> **PARTS OF THE EXERCISE**:
(A) According to the Poundworld article, why does Robert Hayton say the government must tax the digital economy?
(B) Reproduce the section of the Poundworld article that starts at the words "Meanwhile Diane Wehrle, insights" and stops after "heavy store closures.".

Poundworld crashed into administration yesterday, putting more than 300 stores and 5,000 jobs at risk amid conditions described by analysts as the worst period for the high street since the financial crisis.
The total number of retail store closures so far this year will total 1,398 if Poundworld is forced to shutter at least 100 of its 335 sites, according to data compiled by the Centre for Retail Research.
Based on these figures, the retail sector has haemorrhaged 27,750 jobs already this year.
Professor Joshua Bamfield of the Centre for Retail Research said this put 2018 on track to be the worst year for retail since the height of the recession, with 10,000 store closures expected by the end of the year.
Poundworld’s founder Chris Edwards confirmed yesterday that he was trying to assemble a bid to save some 200 of the retailer’s stores.
But concerns are growing that a “toxic mix” has made the high street a death trap for retailers.
Richard Lim, chief executive of Retail Economics said: “It’s been the toughest year since the financial crisis and I think there’s a toxic mix of factors that are all hitting the sector at the moment.” He cited a softer consumer environment, higher operating costs, and the impact of online shopping.
“Those retailers with large property portfolios are not able to react fast enough to the structural changes,” he added.
Robert Hayton, head of UK business rates at real estate advisor Altus Group, said that the government must tax the digital economy in order to even up the playing field for bricks-and-mortar retailers.
“Internet retailing is convenient, but will lead to the substantial extinction of the high street if left unchecked,” he said. “Extra taxes raised from digital businesses could be ring fenced and invested in encouraging people back to our high streets.”
Meanwhile Diane Wehrle, insights director at Springboard, said the average decline in footfall so far this year is three per cent, the worst level since 2012.
“We will see a reduced number of stores,” she said. “Some will never come back into retail use and that’s quite shocking.”
Poundworld’s collapse yesterday made it the latest casualty of the retail sector this year, following the failures of Toys R Us and Maplin in March, while Fabb Sofas also fell into administration just last week.
The news also came just days after House of Fraser announced plans to close more than half its stores through a company voluntary arrangement (CVA). The process has been used by New Look, Mothercare, Carpetright and several other retailers this year, resulting in heavy store closures.

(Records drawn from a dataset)

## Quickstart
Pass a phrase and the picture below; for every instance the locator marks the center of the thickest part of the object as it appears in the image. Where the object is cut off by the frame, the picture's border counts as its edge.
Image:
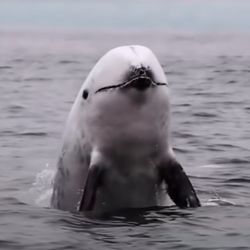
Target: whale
(116, 151)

> **WRITTEN RESPONSES**:
(A) He says the tax is needed to even up the playing field for bricks-and-mortar retailers. He warns that internet retailing, if left unchecked, will lead to the substantial extinction of the high street. He suggests the extra taxes could be ring-fenced and invested in encouraging people back to high streets.

(B)
Meanwhile Diane Wehrle, insights director at Springboard, said the average decline in footfall so far this year is three per cent, the worst level since 2012.
“We will see a reduced number of stores,” she said. “Some will never come back into retail use and that’s quite shocking.”
Poundworld’s collapse yesterday made it the latest casualty of the retail sector this year, following the failures of Toys R Us and Maplin in March, while Fabb Sofas also fell into administration just last week.
The news also came just days after House of Fraser announced plans to close more than half its stores through a company voluntary arrangement (CVA). The process has been used by New Look, Mothercare, Carpetright and several other retailers this year, resulting in heavy store closures.